- _TEXT EXTRACT_
And then there is the question of the not-so-very attractive political party that emerged out of the revolutionary process, whose very name is an example of Orwellian doublespeak: the Party of the Institutionalized Revolution (PRI), an authoritarian organization that did not do an especially brilliant job of diminishing economic inequlity.
On the other hand, thanks to widespread agrarian reform, the Mexican Revolution successfully destroyed Mexico’s agrarian oligarchy, and it was the first country to nationalize its oil industry. The Revolution also destroyed the old Federal Army, and so Mexico became one of the rare Latin American countries not to have military coups in the twentieth century. These and other major accomplishments have generated hesitations regarding what history’s veredict on the twentieth century’s first social revolution should be.

- _INFORMATION PROVIDED_
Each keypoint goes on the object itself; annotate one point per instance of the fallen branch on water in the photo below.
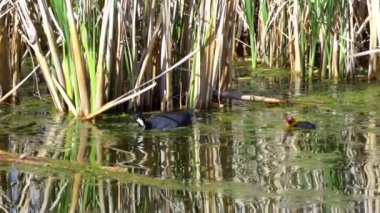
(236, 95)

- _TASKS TO PERFORM_
1. Based on the Mexican Revolution text, do statements (a), (b), and (c) agree with it? For each, answer yes or no and quote the words of the text that decide it.
(a) The Revolution destroyed the old Federal Army.
(b) Mexico had frequent military coups in the twentieth century.
(c) Mexico was the first country to nationalize its oil industry.
2. Rewrite the part of the Mexican Revolution text from "And then there" to "revolution should be.", changing "agrarian oligarchy" to "landed elite".

- _SOLUTIONS BY TASK_
1.
(a) Yes: "The Revolution also destroyed the old Federal Army"
(b) No: "Mexico became one of the rare Latin American countries not to have military coups in the twentieth century"
(c) Yes: "it was the first country to nationalize its oil industry"

2.
And then there is the question of the not-so-very attractive political party that emerged out of the revolutionary process, whose very name is an example of Orwellian doublespeak: the Party of the Institutionalized Revolution (PRI), an authoritarian organization that did not do an especially brilliant job of diminishing economic inequlity.
On the other hand, thanks to widespread agrarian reform, the Mexican Revolution successfully destroyed Mexico’s landed elite, and it was the first country to nationalize its oil industry. The Revolution also destroyed the old Federal Army, and so Mexico became one of the rare Latin American countries not to have military coups in the twentieth century. These and other major accomplishments have generated hesitations regarding what history’s veredict on the twentieth century’s first social revolution should be.